* _What you have to do_: Retype exactly the stretch of lines that begins at the line containing "Objective — a point for each instance of the player's shoulder" and ends at the last line of the data, with no other lines.

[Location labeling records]
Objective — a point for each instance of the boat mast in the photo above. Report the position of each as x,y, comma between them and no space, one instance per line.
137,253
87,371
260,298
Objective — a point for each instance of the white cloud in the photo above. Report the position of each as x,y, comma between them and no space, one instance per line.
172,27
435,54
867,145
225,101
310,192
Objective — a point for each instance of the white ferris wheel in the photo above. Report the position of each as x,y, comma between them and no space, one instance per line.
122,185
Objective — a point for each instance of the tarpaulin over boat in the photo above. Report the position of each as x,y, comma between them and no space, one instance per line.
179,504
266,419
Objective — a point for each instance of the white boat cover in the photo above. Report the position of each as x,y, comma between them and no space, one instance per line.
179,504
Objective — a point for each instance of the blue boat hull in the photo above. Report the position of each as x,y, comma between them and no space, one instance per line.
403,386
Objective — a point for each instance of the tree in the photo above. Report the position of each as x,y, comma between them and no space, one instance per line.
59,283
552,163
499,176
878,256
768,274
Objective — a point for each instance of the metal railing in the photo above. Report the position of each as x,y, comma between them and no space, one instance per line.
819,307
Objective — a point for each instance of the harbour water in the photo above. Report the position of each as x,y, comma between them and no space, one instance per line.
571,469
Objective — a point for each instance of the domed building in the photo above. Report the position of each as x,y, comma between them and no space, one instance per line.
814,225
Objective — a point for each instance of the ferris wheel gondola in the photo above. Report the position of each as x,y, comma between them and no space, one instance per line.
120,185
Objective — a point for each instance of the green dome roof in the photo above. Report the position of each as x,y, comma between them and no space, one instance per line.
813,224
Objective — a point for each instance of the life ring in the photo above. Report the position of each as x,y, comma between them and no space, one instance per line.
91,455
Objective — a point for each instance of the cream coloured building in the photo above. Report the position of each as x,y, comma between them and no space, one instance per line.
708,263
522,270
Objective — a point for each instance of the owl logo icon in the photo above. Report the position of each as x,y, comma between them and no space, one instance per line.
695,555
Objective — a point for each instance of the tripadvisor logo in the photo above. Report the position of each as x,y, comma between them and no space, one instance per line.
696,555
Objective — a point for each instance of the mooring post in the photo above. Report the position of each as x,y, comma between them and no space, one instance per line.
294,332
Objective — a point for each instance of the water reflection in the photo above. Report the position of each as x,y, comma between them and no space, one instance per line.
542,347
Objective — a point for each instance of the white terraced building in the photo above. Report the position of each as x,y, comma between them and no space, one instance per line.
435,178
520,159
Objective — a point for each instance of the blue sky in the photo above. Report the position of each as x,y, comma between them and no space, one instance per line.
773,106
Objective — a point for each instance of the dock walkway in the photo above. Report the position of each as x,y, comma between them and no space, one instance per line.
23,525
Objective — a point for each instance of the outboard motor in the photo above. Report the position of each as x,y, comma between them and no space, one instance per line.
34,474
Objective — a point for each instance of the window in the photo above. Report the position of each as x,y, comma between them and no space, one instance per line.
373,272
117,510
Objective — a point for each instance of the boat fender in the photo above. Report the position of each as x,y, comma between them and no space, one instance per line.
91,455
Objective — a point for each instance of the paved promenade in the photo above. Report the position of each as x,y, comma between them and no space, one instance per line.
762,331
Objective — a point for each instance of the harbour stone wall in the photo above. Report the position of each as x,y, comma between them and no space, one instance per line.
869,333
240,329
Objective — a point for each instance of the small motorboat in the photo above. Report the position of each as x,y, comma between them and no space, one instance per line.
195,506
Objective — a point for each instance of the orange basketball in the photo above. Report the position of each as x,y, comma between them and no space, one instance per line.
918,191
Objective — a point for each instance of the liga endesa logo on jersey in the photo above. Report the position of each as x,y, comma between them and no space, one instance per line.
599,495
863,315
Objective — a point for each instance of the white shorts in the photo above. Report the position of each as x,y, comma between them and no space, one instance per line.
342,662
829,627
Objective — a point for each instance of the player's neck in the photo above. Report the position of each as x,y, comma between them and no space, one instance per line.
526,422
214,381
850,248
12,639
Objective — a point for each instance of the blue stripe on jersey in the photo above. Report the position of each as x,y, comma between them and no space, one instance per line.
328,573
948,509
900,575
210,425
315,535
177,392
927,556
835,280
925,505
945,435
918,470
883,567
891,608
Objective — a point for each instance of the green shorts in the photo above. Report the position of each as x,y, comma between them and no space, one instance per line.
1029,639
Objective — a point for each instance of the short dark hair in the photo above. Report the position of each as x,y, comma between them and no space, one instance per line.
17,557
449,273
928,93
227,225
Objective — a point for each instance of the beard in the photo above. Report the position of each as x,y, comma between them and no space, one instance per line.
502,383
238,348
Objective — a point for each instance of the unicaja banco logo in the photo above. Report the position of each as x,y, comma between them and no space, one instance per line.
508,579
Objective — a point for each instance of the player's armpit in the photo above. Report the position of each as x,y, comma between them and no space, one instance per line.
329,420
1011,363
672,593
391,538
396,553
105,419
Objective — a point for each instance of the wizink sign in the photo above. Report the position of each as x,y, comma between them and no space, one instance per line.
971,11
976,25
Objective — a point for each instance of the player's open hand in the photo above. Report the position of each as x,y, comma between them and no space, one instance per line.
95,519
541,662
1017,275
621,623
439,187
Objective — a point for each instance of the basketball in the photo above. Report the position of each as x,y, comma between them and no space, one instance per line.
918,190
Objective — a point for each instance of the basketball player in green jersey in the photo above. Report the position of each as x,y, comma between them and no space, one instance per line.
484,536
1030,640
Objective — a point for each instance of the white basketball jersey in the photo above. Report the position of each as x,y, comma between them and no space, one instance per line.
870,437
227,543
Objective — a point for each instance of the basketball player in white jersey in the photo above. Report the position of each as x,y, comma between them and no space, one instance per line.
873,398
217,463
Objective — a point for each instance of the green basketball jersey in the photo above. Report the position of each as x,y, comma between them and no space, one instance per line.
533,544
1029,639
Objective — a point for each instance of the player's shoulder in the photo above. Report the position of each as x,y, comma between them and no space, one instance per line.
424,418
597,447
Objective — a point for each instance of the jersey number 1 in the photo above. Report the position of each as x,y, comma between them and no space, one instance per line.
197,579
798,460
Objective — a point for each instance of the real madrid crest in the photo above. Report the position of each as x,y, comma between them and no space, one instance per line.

* _Final answer_:
Objective — a point for each instance of the player's shoulder in the photo above. Report the position of each as x,y, comma between them and no space, one instance per line.
424,418
597,447
Objective — a point for each instance of the jersey number 1 in the photo above. Report the position of each as x,y, comma between them and no space, one instance per line.
197,579
798,460
Objective — a point for each instance of the real madrid crest in the photo above. Report the position of each as x,y, comma between them and no space, one instance per line.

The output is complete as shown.